> **Work to complete**
From the line containing "TARGET = red reflector" down to the last line of the listing, quote everything word for word, and nothing else, keeping pictures out.

━━━━━━━━━━━━━━━━━━━━━━━━━━━━━━

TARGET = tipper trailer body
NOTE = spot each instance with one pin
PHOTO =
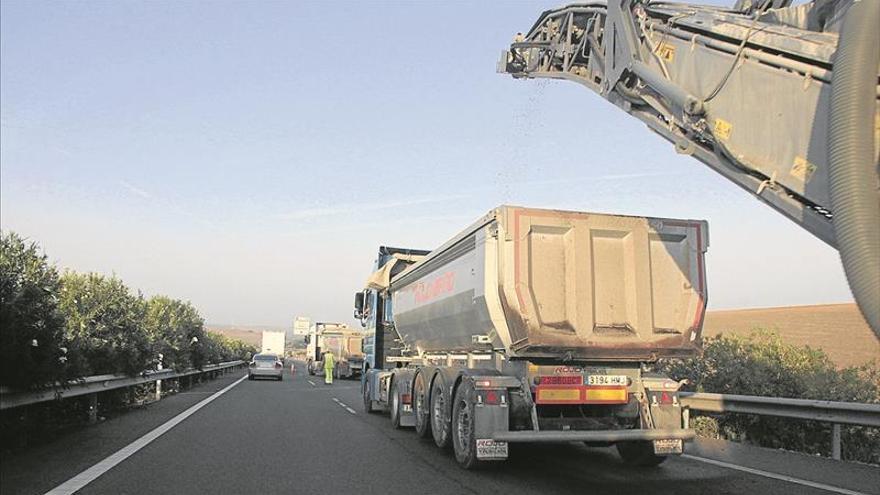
(537, 325)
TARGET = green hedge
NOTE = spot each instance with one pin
(61, 327)
(762, 364)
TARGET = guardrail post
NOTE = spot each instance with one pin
(93, 408)
(835, 441)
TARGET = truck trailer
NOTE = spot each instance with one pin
(537, 325)
(343, 341)
(273, 343)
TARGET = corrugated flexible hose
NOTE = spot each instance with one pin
(853, 168)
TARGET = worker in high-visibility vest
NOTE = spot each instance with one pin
(329, 365)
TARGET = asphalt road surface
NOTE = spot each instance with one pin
(301, 436)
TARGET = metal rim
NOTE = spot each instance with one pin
(463, 426)
(367, 400)
(437, 412)
(419, 400)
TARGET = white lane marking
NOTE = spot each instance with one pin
(775, 476)
(342, 405)
(91, 474)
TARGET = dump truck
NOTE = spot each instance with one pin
(537, 325)
(779, 97)
(343, 341)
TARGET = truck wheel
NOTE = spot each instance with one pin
(440, 426)
(421, 411)
(368, 397)
(639, 454)
(464, 442)
(395, 406)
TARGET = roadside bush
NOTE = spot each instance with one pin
(56, 328)
(172, 326)
(762, 364)
(105, 325)
(30, 325)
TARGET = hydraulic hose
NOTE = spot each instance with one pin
(852, 160)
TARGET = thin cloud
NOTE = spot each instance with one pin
(309, 213)
(135, 190)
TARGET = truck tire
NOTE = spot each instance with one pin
(464, 441)
(421, 411)
(395, 406)
(368, 398)
(639, 454)
(440, 424)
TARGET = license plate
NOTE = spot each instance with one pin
(490, 449)
(668, 446)
(558, 394)
(614, 380)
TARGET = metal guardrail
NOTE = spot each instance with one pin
(837, 413)
(102, 383)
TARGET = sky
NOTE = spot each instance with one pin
(251, 156)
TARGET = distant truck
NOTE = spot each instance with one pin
(273, 343)
(534, 326)
(344, 342)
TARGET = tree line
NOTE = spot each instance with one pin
(59, 326)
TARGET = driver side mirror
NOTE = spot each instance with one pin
(359, 305)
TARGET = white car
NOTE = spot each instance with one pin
(266, 365)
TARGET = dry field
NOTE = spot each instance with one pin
(247, 335)
(838, 329)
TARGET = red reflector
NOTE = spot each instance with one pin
(562, 380)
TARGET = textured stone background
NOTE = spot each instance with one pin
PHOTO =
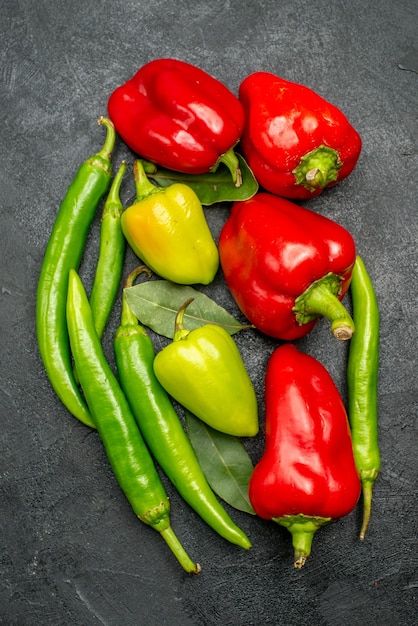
(71, 551)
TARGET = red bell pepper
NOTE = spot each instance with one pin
(295, 142)
(178, 116)
(307, 475)
(286, 266)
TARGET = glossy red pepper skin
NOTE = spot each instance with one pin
(274, 253)
(176, 115)
(295, 142)
(307, 475)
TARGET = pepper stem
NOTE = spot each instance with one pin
(318, 168)
(367, 478)
(127, 317)
(113, 205)
(179, 331)
(302, 528)
(109, 143)
(179, 552)
(320, 299)
(230, 159)
(143, 185)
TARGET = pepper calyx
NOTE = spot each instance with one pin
(302, 528)
(321, 299)
(143, 186)
(318, 168)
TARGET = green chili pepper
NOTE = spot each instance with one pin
(362, 383)
(63, 252)
(161, 426)
(111, 256)
(126, 450)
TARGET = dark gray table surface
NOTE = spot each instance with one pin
(71, 550)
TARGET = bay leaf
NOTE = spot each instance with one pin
(155, 304)
(211, 187)
(224, 461)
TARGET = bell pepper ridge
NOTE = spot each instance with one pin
(202, 369)
(296, 143)
(286, 266)
(180, 117)
(307, 475)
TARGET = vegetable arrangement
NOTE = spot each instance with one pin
(194, 144)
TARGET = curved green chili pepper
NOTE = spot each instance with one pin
(362, 379)
(111, 256)
(63, 252)
(125, 448)
(161, 427)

━━━━━━━━━━━━━━━━━━━━━━━━━━━━━━

> **Answer for the task**
TARGET = red reflector
NOTE = spot each instance with one pin
(562, 380)
TARGET = textured stone background
NOTE = spot each instance with one pin
PHOTO =
(71, 551)
TARGET = red bell pepper
NOTE = spot each instance with one pin
(295, 142)
(178, 116)
(307, 475)
(286, 266)
TARGET = glossy red pepper skin
NOTE = spot each instance with one pin
(274, 253)
(176, 115)
(295, 142)
(307, 475)
TARGET = pepper stem
NOTE = spot each instance with one pin
(318, 168)
(367, 478)
(127, 317)
(113, 205)
(179, 331)
(302, 528)
(109, 143)
(179, 552)
(320, 299)
(230, 159)
(143, 185)
TARGET = pepper calyx
NOTE = spot each instance with one pin
(302, 528)
(321, 299)
(143, 186)
(318, 168)
TARGET = green chili pepper
NOTE = spot each instance with one pin
(362, 383)
(63, 252)
(161, 426)
(111, 256)
(126, 450)
TARGET = dark gray table surface
NOTE = spot each instance with one pin
(71, 550)
TARGET = bay leaf
NOTE = spot each instance with one pin
(155, 304)
(211, 187)
(224, 461)
TARGET = bell pepper ridge
NOTE = spot each instance with one pin
(202, 369)
(296, 143)
(286, 266)
(180, 117)
(307, 475)
TARGET = vegetable arrangement
NOTE = spot each instance with one pin
(194, 144)
TARGET = curved green chili pepper
NOTE = spot each instance with one pin
(362, 379)
(111, 256)
(63, 252)
(125, 448)
(161, 427)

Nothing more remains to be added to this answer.